### Goal
Set out the lines below as a numbered list, dropping any blank lines and leaving the pictures out.

### Data lines
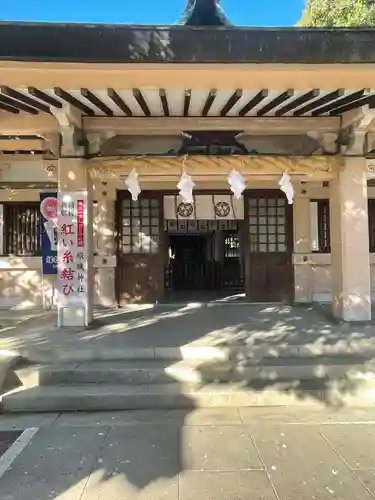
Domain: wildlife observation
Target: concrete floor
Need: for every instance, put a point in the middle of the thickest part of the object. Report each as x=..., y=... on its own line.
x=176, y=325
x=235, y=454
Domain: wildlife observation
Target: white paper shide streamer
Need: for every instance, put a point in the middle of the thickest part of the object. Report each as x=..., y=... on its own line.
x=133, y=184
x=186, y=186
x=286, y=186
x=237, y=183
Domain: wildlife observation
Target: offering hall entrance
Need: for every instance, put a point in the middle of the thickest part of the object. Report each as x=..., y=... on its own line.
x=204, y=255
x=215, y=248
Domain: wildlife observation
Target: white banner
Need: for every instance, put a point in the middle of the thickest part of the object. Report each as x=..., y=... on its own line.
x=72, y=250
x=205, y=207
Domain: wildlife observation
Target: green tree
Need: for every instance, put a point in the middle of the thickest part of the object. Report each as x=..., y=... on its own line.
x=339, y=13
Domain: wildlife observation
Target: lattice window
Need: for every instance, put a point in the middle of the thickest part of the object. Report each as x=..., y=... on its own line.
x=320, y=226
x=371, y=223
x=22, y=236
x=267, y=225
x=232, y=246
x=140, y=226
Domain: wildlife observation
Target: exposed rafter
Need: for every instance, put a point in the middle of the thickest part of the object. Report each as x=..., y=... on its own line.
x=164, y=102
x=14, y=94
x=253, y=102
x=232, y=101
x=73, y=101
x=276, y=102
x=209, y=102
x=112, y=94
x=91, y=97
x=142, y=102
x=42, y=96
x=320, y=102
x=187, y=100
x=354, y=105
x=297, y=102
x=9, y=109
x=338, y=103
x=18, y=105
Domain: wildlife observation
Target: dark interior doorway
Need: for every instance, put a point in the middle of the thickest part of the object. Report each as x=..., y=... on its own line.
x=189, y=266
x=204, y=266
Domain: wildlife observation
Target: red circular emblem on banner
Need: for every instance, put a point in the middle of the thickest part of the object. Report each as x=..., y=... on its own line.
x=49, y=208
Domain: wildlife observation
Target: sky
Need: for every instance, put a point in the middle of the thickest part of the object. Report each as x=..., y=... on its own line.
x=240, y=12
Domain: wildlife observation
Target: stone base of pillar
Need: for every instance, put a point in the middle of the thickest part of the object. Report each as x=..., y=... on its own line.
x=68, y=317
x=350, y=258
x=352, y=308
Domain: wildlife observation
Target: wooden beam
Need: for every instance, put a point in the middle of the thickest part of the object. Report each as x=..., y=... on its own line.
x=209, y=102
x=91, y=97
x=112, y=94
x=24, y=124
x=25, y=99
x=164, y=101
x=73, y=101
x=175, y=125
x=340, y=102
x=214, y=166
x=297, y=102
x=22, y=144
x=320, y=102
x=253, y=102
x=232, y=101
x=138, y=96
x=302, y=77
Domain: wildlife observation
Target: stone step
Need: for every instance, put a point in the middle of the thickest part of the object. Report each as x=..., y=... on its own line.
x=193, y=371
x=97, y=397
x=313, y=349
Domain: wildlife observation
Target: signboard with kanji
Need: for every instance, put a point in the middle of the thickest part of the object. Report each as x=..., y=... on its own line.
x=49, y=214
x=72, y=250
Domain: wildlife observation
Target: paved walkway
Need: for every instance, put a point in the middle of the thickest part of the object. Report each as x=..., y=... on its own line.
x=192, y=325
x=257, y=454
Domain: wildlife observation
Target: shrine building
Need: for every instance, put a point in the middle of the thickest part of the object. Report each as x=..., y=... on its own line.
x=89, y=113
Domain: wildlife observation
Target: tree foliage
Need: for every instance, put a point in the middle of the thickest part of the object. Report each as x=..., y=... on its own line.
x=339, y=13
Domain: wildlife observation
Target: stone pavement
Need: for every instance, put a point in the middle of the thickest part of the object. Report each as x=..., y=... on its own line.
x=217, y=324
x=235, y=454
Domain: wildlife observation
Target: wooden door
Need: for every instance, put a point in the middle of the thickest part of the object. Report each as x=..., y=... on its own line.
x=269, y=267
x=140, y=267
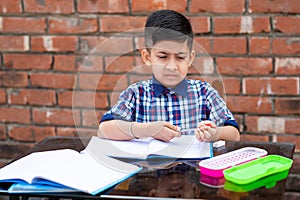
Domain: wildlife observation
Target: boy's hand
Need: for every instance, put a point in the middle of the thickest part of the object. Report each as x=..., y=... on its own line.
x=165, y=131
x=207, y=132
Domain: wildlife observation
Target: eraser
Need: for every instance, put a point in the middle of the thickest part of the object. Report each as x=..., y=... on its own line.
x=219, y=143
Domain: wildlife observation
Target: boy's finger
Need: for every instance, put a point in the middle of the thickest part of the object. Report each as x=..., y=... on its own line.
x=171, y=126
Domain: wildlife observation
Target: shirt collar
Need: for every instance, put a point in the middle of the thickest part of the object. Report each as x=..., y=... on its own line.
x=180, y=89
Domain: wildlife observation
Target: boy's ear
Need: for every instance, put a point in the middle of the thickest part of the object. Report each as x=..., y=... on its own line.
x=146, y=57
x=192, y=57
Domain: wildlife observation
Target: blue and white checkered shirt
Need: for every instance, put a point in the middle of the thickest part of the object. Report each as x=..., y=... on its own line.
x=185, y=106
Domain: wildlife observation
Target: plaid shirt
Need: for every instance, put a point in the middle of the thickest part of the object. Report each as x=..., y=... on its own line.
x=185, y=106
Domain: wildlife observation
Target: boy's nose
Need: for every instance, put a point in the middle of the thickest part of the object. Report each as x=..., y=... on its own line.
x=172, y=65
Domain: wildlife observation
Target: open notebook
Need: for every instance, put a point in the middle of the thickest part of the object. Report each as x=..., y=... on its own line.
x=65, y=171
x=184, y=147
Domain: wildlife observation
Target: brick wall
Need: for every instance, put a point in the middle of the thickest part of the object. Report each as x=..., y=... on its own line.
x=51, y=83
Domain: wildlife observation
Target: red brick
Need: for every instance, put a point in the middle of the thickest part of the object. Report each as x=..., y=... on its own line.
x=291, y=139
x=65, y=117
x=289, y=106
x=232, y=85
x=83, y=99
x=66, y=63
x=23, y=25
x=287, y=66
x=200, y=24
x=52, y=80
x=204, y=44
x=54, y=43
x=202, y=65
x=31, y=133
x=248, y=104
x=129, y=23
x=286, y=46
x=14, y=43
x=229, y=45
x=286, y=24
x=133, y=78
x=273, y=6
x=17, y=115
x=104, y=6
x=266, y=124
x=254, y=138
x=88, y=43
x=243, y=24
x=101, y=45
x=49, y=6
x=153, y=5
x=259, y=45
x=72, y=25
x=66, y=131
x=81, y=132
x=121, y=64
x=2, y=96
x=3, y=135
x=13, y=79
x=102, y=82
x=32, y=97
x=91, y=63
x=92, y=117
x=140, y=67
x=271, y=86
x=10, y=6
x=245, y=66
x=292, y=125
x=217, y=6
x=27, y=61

### Completed task
1. Domain: wildlife observation
2. Target: concrete floor
3. Need: for every instance, put a point in the middle of the thickest part of the object. Report each as x=..., y=... on its own line.
4. x=176, y=325
5. x=235, y=454
6. Domain: wildlife observation
7. Target: white paper shide streamer
8. Need: for every instance, put a point in the middle of the thickest part of the object. Report each as x=..., y=... on its own line.
9. x=133, y=184
10. x=186, y=186
11. x=286, y=186
12. x=237, y=183
13. Domain: wildlife observation
14. Target: offering hall entrance
15. Need: for every instance, put a point in the middle of the thickest part of the object. Report each as x=..., y=... on its own line.
16. x=204, y=255
17. x=215, y=248
18. Domain: wildlife observation
19. Target: white banner
20. Need: for every instance, put a point in the middle of the thickest part of the object. Report each as x=..., y=... on its own line.
21. x=72, y=250
22. x=205, y=207
23. Domain: wildlife observation
24. Target: green tree
25. Need: for every instance, put a point in the middle of the thickest part of the object. Report each as x=..., y=... on its own line.
26. x=339, y=13
27. Domain: wildlife observation
28. Target: lattice window
29. Need: for every instance, put a point in the middle of the thickest part of the object. Report each as x=..., y=... on its own line.
30. x=320, y=226
31. x=371, y=223
32. x=22, y=236
33. x=267, y=225
34. x=232, y=246
35. x=140, y=226
36. Domain: wildlife observation
37. Target: exposed rafter
38. Need: for every instance, put a point in the middle of the thickest part of the object. Report each as x=..., y=... on its own line.
39. x=164, y=102
40. x=14, y=94
41. x=253, y=102
42. x=232, y=101
43. x=73, y=101
44. x=276, y=102
45. x=209, y=102
46. x=112, y=94
47. x=91, y=97
48. x=142, y=102
49. x=42, y=96
50. x=320, y=102
51. x=187, y=100
52. x=354, y=105
53. x=297, y=102
54. x=9, y=109
55. x=338, y=103
56. x=18, y=105
57. Domain: wildlife observation
58. Target: dark interior doorway
59. Need: for every instance, put a point in the middle of the thickest part of the object. Report each as x=..., y=... on its own line.
60. x=189, y=266
61. x=204, y=266
62. Domain: wildlife observation
63. Target: red circular emblem on banner
64. Need: for every instance, put a point in the middle of the thickest part of the object. Report each as x=..., y=... on its own line.
65. x=49, y=208
66. Domain: wildlife observation
67. Target: sky
68. Need: for every instance, put a point in the middle of the thickest part of the object. Report each as x=..., y=... on its own line.
69. x=240, y=12
70. Domain: wildlife observation
71. Target: stone base of pillar
72. Need: for every instance, put a point in the middle of the thickest part of the object. Report each as x=..., y=... on its own line.
73. x=68, y=317
74. x=350, y=258
75. x=352, y=308
76. Domain: wildlife observation
77. Target: wooden beam
78. Need: for every instance, put a point in the middle of the thickest part of the object. Report each as x=..., y=... on its own line.
79. x=209, y=102
80. x=91, y=97
81. x=112, y=94
82. x=24, y=124
83. x=25, y=99
84. x=164, y=101
85. x=73, y=101
86. x=175, y=125
87. x=340, y=102
88. x=214, y=166
89. x=297, y=102
90. x=22, y=144
91. x=320, y=102
92. x=253, y=102
93. x=232, y=101
94. x=138, y=96
95. x=302, y=77
96. Domain: wildlife observation
97. Target: stone step
98. Need: for every instance, put a point in the middle of the thickest part of the object. Report each as x=..., y=... on its own line.
99. x=193, y=371
100. x=97, y=397
101. x=313, y=349
102. Domain: wildlife observation
103. Target: signboard with kanji
104. Need: for every instance, put a point in the middle of the thickest part of the object. Report each as x=..., y=... on its own line.
105. x=49, y=214
106. x=72, y=250
107. Domain: wildlife observation
108. Target: paved walkway
109. Need: for every instance, put a point in the middle of the thickest part of the object. Report each as x=..., y=... on its own line.
110. x=192, y=325
111. x=257, y=454
112. Domain: wildlife observation
113. Target: shrine building
114. Need: for every instance, put a point in the middle of the thickest part of the object. Report each as x=..., y=... on its own line.
115. x=89, y=113
116. Domain: wildlife observation
117. Target: tree foliage
118. Need: for every instance, put a point in the middle of the thickest part of the object. Report each as x=..., y=... on its own line.
119. x=339, y=13
120. Domain: wildlife observation
121. Target: stone pavement
122. Need: for every instance, put a point in the middle of the thickest part of the object. Report each as x=..., y=... on its own line.
123. x=217, y=324
124. x=235, y=454
125. Domain: wildlife observation
126. Target: wooden door
127. Need: for every instance, put a point in the middle of the thickest part of the object. Report each as x=..., y=... on its own line.
128. x=269, y=267
129. x=140, y=267
130. Domain: wildlife observation
131. Target: boy's hand
132. Need: for every instance, put a point in the middle of the thickest part of the object. Report each as x=..., y=... on its own line.
133. x=165, y=131
134. x=207, y=132
135. Domain: wildlife observation
136. Target: eraser
137. Need: for every instance, put a point in the middle of the thickest part of the object. Report each as x=..., y=... on its own line.
138. x=219, y=143
139. Domain: wildlife observation
140. Target: boy's finger
141. Need: for every instance, put a point in the middle of the thickest part of the object. Report each as x=..., y=... on its own line.
142. x=171, y=126
143. Domain: wildlife observation
144. Target: shirt collar
145. Need: for every instance, put a point in the middle of the thickest part of the object. Report each as x=..., y=... on its own line.
146. x=180, y=89
147. Domain: wildlife observation
148. Target: boy's ear
149. Need: for every instance, put a point in the middle of the thickest part of the object. Report each as x=..., y=... on its own line.
150. x=146, y=57
151. x=192, y=57
152. Domain: wildlife observation
153. Target: blue and white checkered shirt
154. Need: for every instance, put a point in the middle of the thickest part of the object. Report each as x=..., y=... on its own line.
155. x=185, y=106
156. Domain: wildlife observation
157. Target: plaid shirt
158. Need: for every instance, put a point in the middle of the thickest part of the object. Report each as x=..., y=... on its own line.
159. x=185, y=106
160. Domain: wildlife observation
161. Target: boy's nose
162. Need: for every instance, put a point in the middle of the thickest part of the object. Report each as x=..., y=... on its own line.
163. x=172, y=65
164. Domain: wildlife observation
165. Target: open notebook
166. Need: for every instance, put a point in the middle of the thickest part of the object. Report each as x=..., y=... on its own line.
167. x=65, y=171
168. x=184, y=147
169. Domain: wildlife observation
170. Target: brick wall
171. Need: for every instance, put a point in the middle of the thickest part of the object. Report each as x=..., y=... on its own line.
172. x=51, y=83
173. Domain: wildlife observation
174. Target: red brick
175. Need: for every instance, put a point in the middle of the thickest part of the object. Report each as x=..., y=... on its own line.
176. x=291, y=139
177. x=65, y=117
178. x=289, y=106
179. x=232, y=85
180. x=83, y=99
181. x=66, y=63
182. x=23, y=25
183. x=287, y=66
184. x=200, y=24
185. x=52, y=80
186. x=204, y=44
187. x=54, y=43
188. x=202, y=65
189. x=31, y=133
190. x=248, y=104
191. x=129, y=23
192. x=286, y=46
193. x=14, y=43
194. x=229, y=45
195. x=286, y=24
196. x=133, y=78
197. x=273, y=6
198. x=17, y=115
199. x=104, y=6
200. x=266, y=124
201. x=254, y=138
202. x=88, y=43
203. x=243, y=24
204. x=101, y=45
205. x=49, y=6
206. x=153, y=5
207. x=259, y=45
208. x=72, y=25
209. x=66, y=131
210. x=81, y=132
211. x=121, y=64
212. x=2, y=96
213. x=3, y=135
214. x=13, y=79
215. x=102, y=82
216. x=32, y=97
217. x=91, y=63
218. x=92, y=117
219. x=140, y=67
220. x=271, y=86
221. x=10, y=6
222. x=245, y=66
223. x=292, y=125
224. x=217, y=6
225. x=27, y=61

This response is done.